Kitchens epitomises the long established business that has managed to keep up to date without sacrificing the traditions of service and workmanship built up over 100 years. This year is the centenary year for Kitchens. In 1875, a young Yorkshire man took over a small drum and bugle business in Leeds — re-named it Kitchens — and started an empire that today includes shops throughout Yorkshire. Kitchens is the place to go to get your Marshall serviced, it's also the place to go if your forty year old cornet is getting a bit wheezy.
With Edith, his wife, Bob Kitchen built up a business that specialised in brass instruments and the repairs thereof and he evidenced his solidarity with the profession he served by playing bugle with the Leeds Artillery Band and leading the R.A.M.C. Military Band in the 1914-18 war.
At the end of the last century Bob Kitchen saw the potential of the new Leeds shopping arcade, then in the planning stages. He took over 29 Queen Victoria Street and then later 27 and 31 to form the large shop that is still the main Kitchen shop.
There is a break in the Kitchen lineage, however. Bob and Edith built a flourishing business that was known throughout the North as a musical centre, but they didn't produce a son to keep the name going. Their two daughters both married and their husbands, Frank Watson and George Britton, both joined the company. In 1929, a young apprentice, Ron Cooper, joined the company to undertake instrument repairs — 20 years later he was to become Managing Director.
The 'thirties was a period of major expansion for Kitchens. Branches were opened at Ipswich, Norwich, Hull, Newcastle, Carlisle, Manchester, Chester and Sheffield. In 1935 Ron Cooper, having displayed his many talents, was appointed manager of the Leeds shop.
World War II nearly finished Kitchens. Most of the fit men went to war and the company persevered, trying to keep things turning over on a second-hand instrument basis. Some of the men returned after the war and found that even heroes find it hard to earn a living. By 1950, the empire was on the verge of collapse. The founders had died and the son-in-laws were on or near retirement, but Ron Cooper was in his prime. He fought to keep the business alive and accepting a 12 month survival limit, became Managing Director and dragged Kitchens into a delayed start of the twentieth century.

_Your goal_
Output the history of the Kitchens music business word for word, in full.

_Information supplied_
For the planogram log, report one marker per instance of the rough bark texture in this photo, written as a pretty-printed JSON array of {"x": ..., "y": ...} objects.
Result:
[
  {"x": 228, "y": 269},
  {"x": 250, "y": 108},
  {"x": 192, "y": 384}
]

_Response for this exercise_
Kitchens epitomises the long established business that has managed to keep up to date without sacrificing the traditions of service and workmanship built up over 100 years. This year is the centenary year for Kitchens. In 1875, a young Yorkshire man took over a small drum and bugle business in Leeds — re-named it Kitchens — and started an empire that today includes shops throughout Yorkshire. Kitchens is the place to go to get your Marshall serviced, it's also the place to go if your forty year old cornet is getting a bit wheezy.
With Edith, his wife, Bob Kitchen built up a business that specialised in brass instruments and the repairs thereof and he evidenced his solidarity with the profession he served by playing bugle with the Leeds Artillery Band and leading the R.A.M.C. Military Band in the 1914-18 war.
At the end of the last century Bob Kitchen saw the potential of the new Leeds shopping arcade, then in the planning stages. He took over 29 Queen Victoria Street and then later 27 and 31 to form the large shop that is still the main Kitchen shop.
There is a break in the Kitchen lineage, however. Bob and Edith built a flourishing business that was known throughout the North as a musical centre, but they didn't produce a son to keep the name going. Their two daughters both married and their husbands, Frank Watson and George Britton, both joined the company. In 1929, a young apprentice, Ron Cooper, joined the company to undertake instrument repairs — 20 years later he was to become Managing Director.
The 'thirties was a period of major expansion for Kitchens. Branches were opened at Ipswich, Norwich, Hull, Newcastle, Carlisle, Manchester, Chester and Sheffield. In 1935 Ron Cooper, having displayed his many talents, was appointed manager of the Leeds shop.
World War II nearly finished Kitchens. Most of the fit men went to war and the company persevered, trying to keep things turning over on a second-hand instrument basis. Some of the men returned after the war and found that even heroes find it hard to earn a living. By 1950, the empire was on the verge of collapse. The founders had died and the son-in-laws were on or near retirement, but Ron Cooper was in his prime. He fought to keep the business alive and accepting a 12 month survival limit, became Managing Director and dragged Kitchens into a delayed start of the twentieth century.